TASK DIRECTIONS – Rescale the point coordinates in the answers of every item: multiply each by 0.6 and round to the nearest whole number, rounding halves up. Reproduce all the lines, requests included, and leave every number within the requests unchanged.

-=-=-

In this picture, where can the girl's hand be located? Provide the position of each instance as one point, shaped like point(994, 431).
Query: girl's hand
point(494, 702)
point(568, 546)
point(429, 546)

-=-=-

THE ANSWER –
In this picture, where can the girl's hand be located? Provide the position of each instance as one point, shaped like point(994, 431).
Query: girl's hand
point(296, 421)
point(341, 328)
point(257, 328)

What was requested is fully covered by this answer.